======== STORED ROWS ========
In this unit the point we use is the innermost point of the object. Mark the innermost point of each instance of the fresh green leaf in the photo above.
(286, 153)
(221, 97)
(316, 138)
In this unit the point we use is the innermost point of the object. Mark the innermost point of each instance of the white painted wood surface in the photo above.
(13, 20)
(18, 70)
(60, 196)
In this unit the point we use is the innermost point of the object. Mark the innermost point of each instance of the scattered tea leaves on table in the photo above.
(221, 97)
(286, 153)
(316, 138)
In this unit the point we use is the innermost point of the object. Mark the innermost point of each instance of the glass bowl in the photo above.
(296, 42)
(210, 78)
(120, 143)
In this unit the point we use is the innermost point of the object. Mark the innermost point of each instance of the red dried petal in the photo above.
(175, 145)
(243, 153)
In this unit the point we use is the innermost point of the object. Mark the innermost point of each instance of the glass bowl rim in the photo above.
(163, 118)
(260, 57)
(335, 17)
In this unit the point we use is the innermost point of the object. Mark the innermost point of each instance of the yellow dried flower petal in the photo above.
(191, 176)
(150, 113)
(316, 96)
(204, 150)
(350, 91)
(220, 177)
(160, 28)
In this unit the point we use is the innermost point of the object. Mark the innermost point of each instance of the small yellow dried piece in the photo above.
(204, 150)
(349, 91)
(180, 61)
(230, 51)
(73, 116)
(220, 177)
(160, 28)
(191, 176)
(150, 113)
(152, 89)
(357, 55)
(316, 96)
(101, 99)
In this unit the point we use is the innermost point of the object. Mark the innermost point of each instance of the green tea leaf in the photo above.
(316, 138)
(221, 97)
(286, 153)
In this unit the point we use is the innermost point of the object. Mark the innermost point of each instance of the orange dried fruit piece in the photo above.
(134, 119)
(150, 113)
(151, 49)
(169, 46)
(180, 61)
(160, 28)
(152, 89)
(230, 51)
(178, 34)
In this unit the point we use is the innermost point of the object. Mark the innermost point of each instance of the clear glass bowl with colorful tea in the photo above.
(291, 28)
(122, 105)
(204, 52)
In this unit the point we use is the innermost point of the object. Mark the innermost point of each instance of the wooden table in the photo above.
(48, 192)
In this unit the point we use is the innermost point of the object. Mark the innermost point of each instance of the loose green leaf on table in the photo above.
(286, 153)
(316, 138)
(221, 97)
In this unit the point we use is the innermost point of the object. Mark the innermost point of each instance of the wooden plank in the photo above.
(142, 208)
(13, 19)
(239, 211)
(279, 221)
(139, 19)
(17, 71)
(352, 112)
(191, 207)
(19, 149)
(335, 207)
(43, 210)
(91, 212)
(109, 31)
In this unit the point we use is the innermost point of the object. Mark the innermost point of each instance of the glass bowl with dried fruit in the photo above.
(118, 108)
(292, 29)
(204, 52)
========
What do the records say? Quote them all exactly.

EXERCISE OUTPUT.
In this unit the point we use is the innermost point of the object. Mark the innermost point of each instance of the fresh green leaf in the photo above.
(286, 153)
(221, 97)
(316, 138)
In this unit the point we use is the innermost point of the object. Mark the innermost point of each instance of the white painted wood surface in the photo above.
(13, 20)
(18, 70)
(60, 196)
In this unit the point we use is the innermost point of the object. Mark the innermost point of each instance of the scattered tea leaves on table in the photo above.
(221, 97)
(286, 153)
(316, 138)
In this unit the point we use is the innermost point of the object. Mark the innermost point of each instance of the glass bowl in the photo above.
(296, 42)
(210, 78)
(120, 143)
In this unit the point we use is the innermost point of the object. Mark the innermost point of each instance of the red dried petal in the photo above.
(175, 145)
(243, 153)
In this unit the point we use is the innermost point of the object. Mark the innermost point of each instance of the glass bowl rim in the photo above.
(163, 118)
(260, 57)
(335, 17)
In this unit the point we use is the innermost point of the object. Mark the innermost point of each instance of the yellow dried flower petal in the photo above.
(191, 176)
(150, 113)
(316, 96)
(204, 150)
(350, 91)
(220, 177)
(160, 28)
In this unit the point we use is the innermost point of the object. Mark the innermost point of each instance of the small yellow dried piece in the photo above.
(204, 150)
(349, 91)
(180, 61)
(230, 51)
(73, 116)
(220, 177)
(160, 28)
(191, 176)
(150, 113)
(152, 89)
(357, 55)
(316, 96)
(101, 99)
In this unit the point we use is the innermost point of the object. Mark the innermost point of each instance of the green tea leaf in the photo above.
(316, 138)
(221, 97)
(286, 153)
In this unit the point we use is the innermost point of the object. Mark the innermost point of each instance of the orange dried fruit piece in the photo above.
(134, 119)
(150, 113)
(151, 49)
(169, 46)
(180, 61)
(160, 28)
(152, 89)
(230, 51)
(178, 34)
In this unit the point we use is the innermost point of the object. Mark the innermost point of each instance of the clear glass bowl with colorful tea in the photo above.
(291, 28)
(122, 105)
(204, 52)
In this unit the point we use is the innermost point of the object. Mark the innermost point of each instance of the wooden table in the photo above.
(48, 192)
In this unit the point we use is the innermost point of the object. Mark the innermost point of each instance of the loose green leaf on table in the photo above.
(286, 153)
(316, 138)
(221, 97)
In this unit the point we use is the innermost point of the object. Mark the innermost point of each instance of the wooden plank in the photo above.
(142, 208)
(13, 19)
(239, 211)
(279, 221)
(139, 19)
(17, 71)
(352, 112)
(191, 207)
(19, 149)
(335, 207)
(43, 210)
(91, 212)
(109, 31)
In this unit the point we use is the innermost point of the object. Mark the innermost point of each instance of the glass bowl with dried fruit in the photo above.
(118, 108)
(292, 29)
(204, 52)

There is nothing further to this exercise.